• _Task description_
What is needed is an exact copy of every entry below, minus the images.

Data extracted from a collection:
■ ■ ■ ■ ■ ■ ■
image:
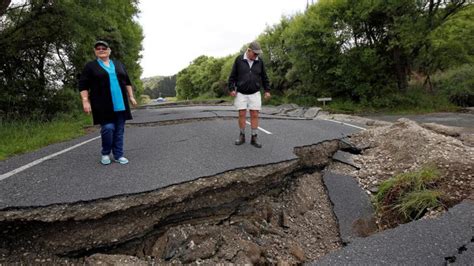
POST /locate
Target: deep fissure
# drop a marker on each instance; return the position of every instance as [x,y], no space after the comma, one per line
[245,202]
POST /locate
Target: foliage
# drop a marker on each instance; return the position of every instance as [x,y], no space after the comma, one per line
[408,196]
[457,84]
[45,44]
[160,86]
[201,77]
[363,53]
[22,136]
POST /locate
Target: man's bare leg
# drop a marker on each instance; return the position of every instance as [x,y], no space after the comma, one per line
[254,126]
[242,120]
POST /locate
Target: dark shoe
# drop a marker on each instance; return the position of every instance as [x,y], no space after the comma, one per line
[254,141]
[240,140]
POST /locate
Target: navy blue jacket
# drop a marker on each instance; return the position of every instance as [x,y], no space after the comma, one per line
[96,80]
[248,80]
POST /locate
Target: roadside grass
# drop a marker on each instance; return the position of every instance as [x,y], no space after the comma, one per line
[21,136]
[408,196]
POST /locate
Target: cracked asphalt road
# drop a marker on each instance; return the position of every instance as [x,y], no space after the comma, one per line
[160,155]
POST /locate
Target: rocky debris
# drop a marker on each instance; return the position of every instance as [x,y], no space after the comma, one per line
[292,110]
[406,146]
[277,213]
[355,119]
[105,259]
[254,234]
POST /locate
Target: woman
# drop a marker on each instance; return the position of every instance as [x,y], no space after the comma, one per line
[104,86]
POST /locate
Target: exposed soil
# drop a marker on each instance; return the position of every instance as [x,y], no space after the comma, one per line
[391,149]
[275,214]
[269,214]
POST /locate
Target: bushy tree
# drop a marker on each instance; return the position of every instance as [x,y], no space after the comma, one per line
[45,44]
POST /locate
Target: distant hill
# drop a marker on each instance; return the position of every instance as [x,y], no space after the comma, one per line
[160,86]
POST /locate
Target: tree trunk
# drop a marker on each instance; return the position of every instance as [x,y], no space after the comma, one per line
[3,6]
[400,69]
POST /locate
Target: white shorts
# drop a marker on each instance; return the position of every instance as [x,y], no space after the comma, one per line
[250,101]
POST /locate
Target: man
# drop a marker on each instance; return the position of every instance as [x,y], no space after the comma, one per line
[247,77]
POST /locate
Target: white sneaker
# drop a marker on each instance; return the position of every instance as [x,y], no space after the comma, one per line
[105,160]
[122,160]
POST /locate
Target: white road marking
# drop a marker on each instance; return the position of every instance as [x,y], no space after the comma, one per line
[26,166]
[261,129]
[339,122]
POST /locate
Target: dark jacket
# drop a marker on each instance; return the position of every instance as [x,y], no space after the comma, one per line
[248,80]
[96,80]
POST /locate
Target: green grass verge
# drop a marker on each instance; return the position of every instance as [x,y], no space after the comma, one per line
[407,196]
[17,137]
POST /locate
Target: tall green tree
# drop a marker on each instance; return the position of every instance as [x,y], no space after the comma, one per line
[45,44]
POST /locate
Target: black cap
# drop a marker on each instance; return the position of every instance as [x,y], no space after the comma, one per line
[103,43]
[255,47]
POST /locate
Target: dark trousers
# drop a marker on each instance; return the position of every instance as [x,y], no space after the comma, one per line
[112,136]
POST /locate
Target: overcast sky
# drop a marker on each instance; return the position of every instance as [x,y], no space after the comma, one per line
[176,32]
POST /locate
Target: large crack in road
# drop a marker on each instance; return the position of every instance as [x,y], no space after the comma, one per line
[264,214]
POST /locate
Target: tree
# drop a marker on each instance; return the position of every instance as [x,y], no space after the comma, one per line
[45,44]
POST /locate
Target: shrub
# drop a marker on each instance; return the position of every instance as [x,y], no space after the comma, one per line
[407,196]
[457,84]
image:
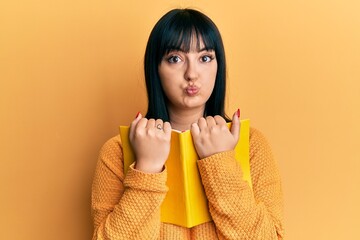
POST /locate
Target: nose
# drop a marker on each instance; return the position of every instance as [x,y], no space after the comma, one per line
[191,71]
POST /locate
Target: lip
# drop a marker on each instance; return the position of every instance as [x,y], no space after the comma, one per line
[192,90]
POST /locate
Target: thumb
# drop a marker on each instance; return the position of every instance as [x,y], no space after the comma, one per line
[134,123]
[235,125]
■ ■ ■ ■ ■ ■ ■
• _Answer to this task_
image:
POST /locate
Target: deep fissure
# drop a marker on each instance; return the position of every instance as [x,y], no space after the comma, one per line
[245,202]
POST /locate
Target: foliage
# drop a marker on each instance; return the position of every instance as [x,y], no space after the comma, one per line
[408,196]
[457,84]
[45,44]
[160,86]
[201,77]
[363,53]
[22,136]
POST /locate
Target: man's bare leg
# drop a marker on each instance; return the position of every instance as [x,y], no space after the comma, one per line
[254,126]
[242,120]
POST /locate
Target: dark shoe
# drop a marker on each instance; return the position of every instance as [x,y], no space after the comma, one per line
[254,141]
[240,140]
POST /locate
Target: navy blue jacket
# drop a marker on each instance; return the position of every instance as [x,y], no space after the comma, one per line
[96,80]
[248,80]
POST /locate
Target: roadside grass
# drop a marker on each instance; return the position of every instance as [x,y], no space after the comma, one per line
[21,136]
[408,196]
POST /locate
Target: cracked asphalt road
# drop a marker on each instance; return the position of every instance as [x,y], no space after the comma, one per line
[160,155]
POST /locate
Target: rocky debris
# drop a marker on each instance; return the position of every instance as [x,y], no space after the comma, one per line
[292,110]
[406,146]
[277,213]
[355,119]
[105,259]
[254,234]
POST /locate
Target: woman
# drop a marker on each instance; return the position of every instance as [x,y], no space after the comma, one per line
[104,86]
POST /locate
Target: exposed soil
# drop a marker on each instance; return the position of every instance as [x,y], no space after the comma, one per line
[391,149]
[275,214]
[269,214]
POST /locate
Target: bushy tree
# drop a marker on each instance; return the position of every instance as [x,y], no space after the comma, one per line
[45,44]
POST /locate
Target: distant hill
# drop a marker on each instance; return the position of every instance as [x,y], no space after the comma, one per line
[160,86]
POST /locate
Target: tree trunk
# drop a marker on each instance; return the position of every instance as [x,y], no space after the comma, one per line
[3,6]
[400,69]
POST /locate
Target: white shorts
# drop a marker on each instance; return the position of every instance as [x,y], no space after the comma, one per line
[250,101]
POST /locate
Target: man
# drop a marker on each instance; return the position of every instance as [x,y], no space after the comma, one per line
[247,77]
POST /locate
Target: white sneaker
# drop a marker on each instance; return the position of every instance as [x,y], no space after the comma, one per line
[105,160]
[122,160]
POST /locate
Target: white road marking
# drop a marker on each instance; return the position of every instance as [x,y], no space after the comma, one per line
[26,166]
[261,129]
[339,122]
POST /locate
Target: dark jacket
# drop a marker on each instance; return the position of every instance as [x,y], no space after the comma, one per line
[248,80]
[96,80]
POST /locate
Target: green grass verge
# drop a marker on each instance; return the position of every instance as [x,y], no space after the comma, one per line
[407,196]
[17,137]
POST /locate
Target: tall green tree
# drop a marker on each instance; return the position of every instance as [x,y], no space after the comma, one per line
[45,44]
POST /locate
Target: black cap
# drop a marker on each instance; return the position of every instance as [x,y], no space after the comma, one per line
[103,43]
[255,47]
POST /locate
Target: dark trousers
# drop a marker on each instance; return the position of every instance as [x,y], no space after the comma, one per line
[112,136]
POST /locate
Target: overcast sky
# drop a marker on each instance; return the position of every instance as [x,y], no space after the comma, one per line
[176,32]
POST /locate
Target: large crack in road
# drop a marker on each instance; return the position of every instance as [x,y], no space after the comma, one per line
[264,214]
POST /locate
Target: tree
# drop a marker on each instance; return the position of every instance as [x,y], no space after the comma, one per line
[45,44]
POST /locate
Target: shrub
# drop a marker on each instance; return the position of every instance as [x,y], no space after the comma, one per line
[407,196]
[457,84]
image:
POST /locate
Target: nose
# drop a marker on each instance; return the position of every instance as [x,y], no space after the comma, one per line
[191,71]
POST /locate
Target: lip
# drop a marker on each instance; return the position of every instance as [x,y], no space after the comma, one per line
[192,90]
POST /locate
Target: thumb
# drop a marker on each instance; return the position of every instance as [x,y], no space after the comma, one per line
[134,123]
[235,125]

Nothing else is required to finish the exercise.